Data extracts:
>>>

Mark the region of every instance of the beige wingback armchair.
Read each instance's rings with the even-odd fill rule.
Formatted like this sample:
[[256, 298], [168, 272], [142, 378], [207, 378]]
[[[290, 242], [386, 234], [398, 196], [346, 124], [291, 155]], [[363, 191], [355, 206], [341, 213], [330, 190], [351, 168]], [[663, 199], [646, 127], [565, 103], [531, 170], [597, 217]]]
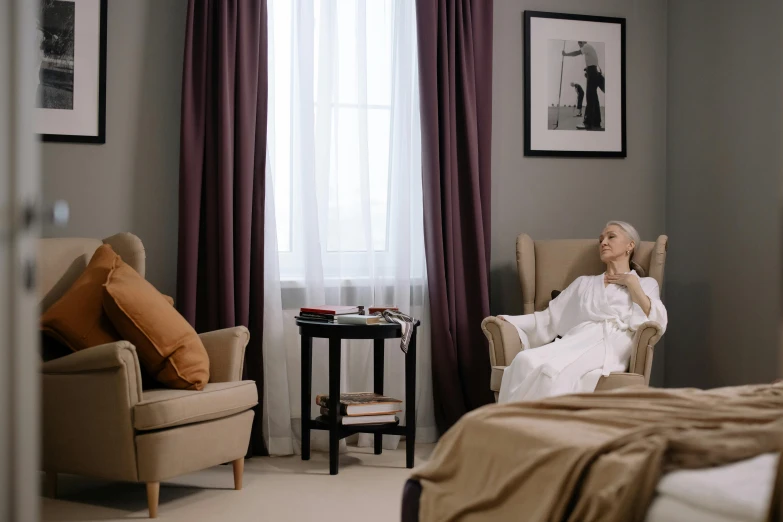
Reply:
[[[666, 263], [668, 238], [658, 236], [655, 242], [642, 241], [636, 249], [634, 261], [647, 276], [663, 287], [663, 269]], [[598, 257], [595, 239], [566, 239], [533, 241], [527, 234], [517, 237], [517, 271], [522, 287], [524, 314], [546, 309], [552, 291], [562, 291], [577, 277], [598, 275], [606, 270]], [[492, 364], [490, 388], [497, 400], [503, 372], [514, 357], [523, 350], [516, 329], [497, 317], [487, 317], [481, 329], [489, 340], [489, 359]], [[636, 331], [628, 372], [602, 376], [596, 390], [608, 390], [633, 384], [649, 384], [652, 369], [653, 347], [663, 334], [661, 326], [644, 323]]]
[[[138, 237], [103, 240], [144, 276]], [[84, 271], [99, 239], [43, 239], [39, 247], [41, 309], [59, 299]], [[201, 391], [142, 389], [136, 349], [104, 344], [43, 362], [43, 460], [54, 496], [58, 473], [145, 482], [150, 517], [157, 516], [160, 482], [233, 462], [242, 488], [244, 456], [258, 402], [242, 380], [249, 333], [244, 327], [200, 335], [210, 361]]]

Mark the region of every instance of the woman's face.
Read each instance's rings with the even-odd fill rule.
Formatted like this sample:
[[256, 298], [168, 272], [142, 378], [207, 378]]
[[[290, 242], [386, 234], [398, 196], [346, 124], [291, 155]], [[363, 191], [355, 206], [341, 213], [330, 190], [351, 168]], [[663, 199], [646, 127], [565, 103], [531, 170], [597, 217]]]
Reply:
[[633, 241], [617, 225], [606, 227], [598, 238], [598, 253], [604, 263], [622, 259], [633, 246]]

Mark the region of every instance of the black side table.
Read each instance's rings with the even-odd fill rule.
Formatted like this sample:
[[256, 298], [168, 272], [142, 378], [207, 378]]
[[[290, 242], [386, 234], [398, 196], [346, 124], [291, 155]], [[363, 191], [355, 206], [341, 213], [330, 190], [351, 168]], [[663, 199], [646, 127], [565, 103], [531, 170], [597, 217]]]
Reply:
[[[405, 356], [405, 426], [353, 425], [343, 426], [340, 415], [340, 345], [343, 339], [374, 339], [373, 349], [373, 391], [383, 393], [383, 348], [384, 339], [399, 338], [402, 328], [398, 324], [353, 325], [319, 323], [296, 320], [302, 337], [302, 460], [310, 460], [310, 430], [329, 431], [329, 473], [337, 475], [340, 458], [340, 439], [354, 433], [375, 434], [375, 454], [380, 455], [383, 435], [404, 435], [405, 457], [408, 468], [413, 467], [413, 450], [416, 443], [416, 332], [413, 329], [408, 353]], [[329, 339], [329, 412], [328, 419], [311, 418], [310, 407], [313, 385], [313, 337]], [[399, 347], [395, 347], [399, 350]]]

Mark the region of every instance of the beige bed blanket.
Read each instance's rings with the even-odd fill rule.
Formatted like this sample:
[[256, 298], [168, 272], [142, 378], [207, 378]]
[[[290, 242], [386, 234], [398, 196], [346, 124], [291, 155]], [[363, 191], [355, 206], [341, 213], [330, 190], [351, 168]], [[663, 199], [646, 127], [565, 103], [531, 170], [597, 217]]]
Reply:
[[633, 522], [664, 472], [782, 448], [783, 384], [632, 387], [475, 410], [413, 478], [421, 522]]

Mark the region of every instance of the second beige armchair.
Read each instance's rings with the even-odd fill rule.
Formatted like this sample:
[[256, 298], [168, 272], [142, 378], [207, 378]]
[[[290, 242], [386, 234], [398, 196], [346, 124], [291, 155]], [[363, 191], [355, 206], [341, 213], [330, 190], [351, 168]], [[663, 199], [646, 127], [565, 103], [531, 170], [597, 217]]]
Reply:
[[[655, 242], [642, 241], [634, 256], [634, 261], [649, 277], [654, 278], [661, 288], [667, 245], [666, 236], [659, 236]], [[517, 237], [517, 271], [525, 314], [545, 310], [553, 290], [562, 291], [577, 277], [598, 275], [604, 269], [598, 257], [595, 239], [534, 241], [527, 234]], [[522, 351], [523, 346], [514, 326], [502, 319], [487, 317], [481, 323], [481, 328], [489, 340], [489, 358], [492, 364], [490, 388], [495, 392], [497, 400], [503, 373], [514, 357]], [[596, 391], [649, 384], [653, 347], [662, 334], [659, 324], [643, 324], [634, 335], [634, 348], [628, 371], [602, 376]]]

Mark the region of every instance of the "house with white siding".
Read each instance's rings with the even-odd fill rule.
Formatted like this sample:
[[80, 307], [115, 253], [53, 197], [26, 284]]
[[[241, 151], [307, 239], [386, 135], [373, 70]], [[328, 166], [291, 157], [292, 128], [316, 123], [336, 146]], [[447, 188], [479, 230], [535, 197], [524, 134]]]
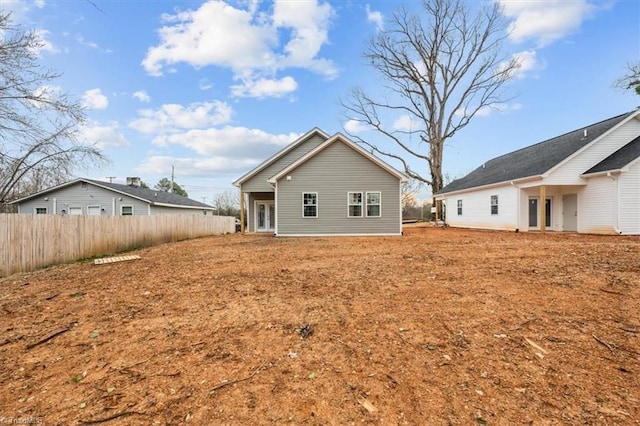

<<<

Whenever the string "region" shows up on a line of the listing, copy that line.

Mark the region of every instance of the beige wingback armchair.
Mark the region of every instance of the woman's face.
Mark the region of every instance of the black side table.
Mark the region of every instance of the beige bed blanket.
Mark the region of every instance of the second beige armchair.
Mark the region of every instance of the "house with white siding".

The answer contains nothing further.